* _Page extract_
PS 40-197
Differential effects along a stressor gradient cause nonlinear B-EF relationships

Tuesday, August 11, 2015
Exhibit Hall, Baltimore Convention Center
Frederik De Laender, Biology Department, University of Namur, Belgium
Jason R. Rohr, Department of Integrative Biology, University of South Florida, Tampa, FL
Francesco Pomati, Aquatic Ecology, Eawag: Swiss Federal Institute of Aquatic Science and Technology, Dübendorf, Switzerland
Carlos J. Melian, Center for Ecology, Evolution and Biogeochemistry, Swiss Federal Institute of Science and Technology, Kastanienbaum, Switzerland
Background/Question/Methods

Stressors can change both diversity (B) and ecosystem functioning (EF), as such leading to B-EF relationships that predict the functioning of stressed ecosystems for a given amount of stress-induced diversity loss. Using a well-known community model, we theoretically explore how toxicity-induced changes in fi (per-capita contributions of species i to EF) and Ki (carrying capacity of species i) map to changes in B and EF. Next, we test how applying different concentration ranges of the toxicant would result in different B-EF relationships.

* _What to do_
Answer these about the poster abstract above:
(a) On what day and date was it shown?
(b) What university is Jason R. Rohr with?
(c) What does Ki stand for?

* _Material provided_
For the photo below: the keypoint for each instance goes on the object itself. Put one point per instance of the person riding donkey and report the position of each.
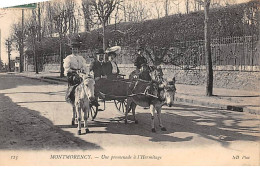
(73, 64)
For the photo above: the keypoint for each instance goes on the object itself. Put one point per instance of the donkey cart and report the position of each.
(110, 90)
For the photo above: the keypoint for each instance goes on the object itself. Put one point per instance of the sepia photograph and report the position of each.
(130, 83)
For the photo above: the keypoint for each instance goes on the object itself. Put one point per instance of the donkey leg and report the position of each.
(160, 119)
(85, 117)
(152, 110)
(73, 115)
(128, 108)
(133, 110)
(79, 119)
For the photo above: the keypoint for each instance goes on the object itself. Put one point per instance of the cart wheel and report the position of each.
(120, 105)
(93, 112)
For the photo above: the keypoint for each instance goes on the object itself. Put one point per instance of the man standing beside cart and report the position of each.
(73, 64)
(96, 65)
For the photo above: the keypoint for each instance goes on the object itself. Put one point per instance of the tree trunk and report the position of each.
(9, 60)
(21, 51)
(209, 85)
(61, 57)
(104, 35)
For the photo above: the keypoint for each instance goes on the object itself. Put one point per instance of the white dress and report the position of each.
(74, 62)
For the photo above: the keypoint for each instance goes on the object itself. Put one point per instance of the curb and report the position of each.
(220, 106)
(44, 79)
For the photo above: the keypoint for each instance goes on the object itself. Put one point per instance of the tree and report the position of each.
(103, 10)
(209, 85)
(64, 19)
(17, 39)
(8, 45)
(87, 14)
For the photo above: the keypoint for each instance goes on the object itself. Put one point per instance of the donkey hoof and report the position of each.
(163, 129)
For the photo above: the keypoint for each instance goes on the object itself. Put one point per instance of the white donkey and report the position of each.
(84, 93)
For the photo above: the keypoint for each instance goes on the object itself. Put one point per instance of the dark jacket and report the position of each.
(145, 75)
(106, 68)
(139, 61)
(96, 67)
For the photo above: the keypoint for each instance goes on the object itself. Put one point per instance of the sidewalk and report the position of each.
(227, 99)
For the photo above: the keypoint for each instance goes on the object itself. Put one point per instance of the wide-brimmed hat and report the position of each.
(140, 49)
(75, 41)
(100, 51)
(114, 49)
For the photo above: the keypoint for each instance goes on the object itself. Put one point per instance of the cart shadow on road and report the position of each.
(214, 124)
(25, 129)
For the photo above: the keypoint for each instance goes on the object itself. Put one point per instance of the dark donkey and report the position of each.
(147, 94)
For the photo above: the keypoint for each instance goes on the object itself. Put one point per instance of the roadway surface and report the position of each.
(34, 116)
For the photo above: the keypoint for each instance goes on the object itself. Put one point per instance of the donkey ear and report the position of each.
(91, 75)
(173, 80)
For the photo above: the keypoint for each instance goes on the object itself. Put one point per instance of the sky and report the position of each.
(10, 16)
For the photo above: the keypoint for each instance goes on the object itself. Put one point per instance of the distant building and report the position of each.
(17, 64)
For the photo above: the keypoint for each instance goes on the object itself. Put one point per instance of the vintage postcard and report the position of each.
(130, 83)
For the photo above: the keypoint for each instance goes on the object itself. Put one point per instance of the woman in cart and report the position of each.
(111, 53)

...

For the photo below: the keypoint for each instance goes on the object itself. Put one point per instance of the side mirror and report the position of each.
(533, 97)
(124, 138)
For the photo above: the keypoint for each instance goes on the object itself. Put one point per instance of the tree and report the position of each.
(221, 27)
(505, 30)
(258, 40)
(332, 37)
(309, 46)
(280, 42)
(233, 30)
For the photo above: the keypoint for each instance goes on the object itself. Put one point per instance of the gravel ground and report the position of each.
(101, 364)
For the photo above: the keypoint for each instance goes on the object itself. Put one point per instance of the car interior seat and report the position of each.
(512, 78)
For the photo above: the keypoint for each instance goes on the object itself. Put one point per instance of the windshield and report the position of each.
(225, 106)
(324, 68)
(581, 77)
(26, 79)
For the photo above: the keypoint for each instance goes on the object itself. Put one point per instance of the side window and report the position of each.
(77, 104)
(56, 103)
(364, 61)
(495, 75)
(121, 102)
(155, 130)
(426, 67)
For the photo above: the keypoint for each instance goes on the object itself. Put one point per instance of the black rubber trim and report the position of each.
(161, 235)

* _Expected output_
(a) Tuesday, August 11, 2015
(b) The University of South Florida, in Tampa, FL
(c) The carrying capacity of species i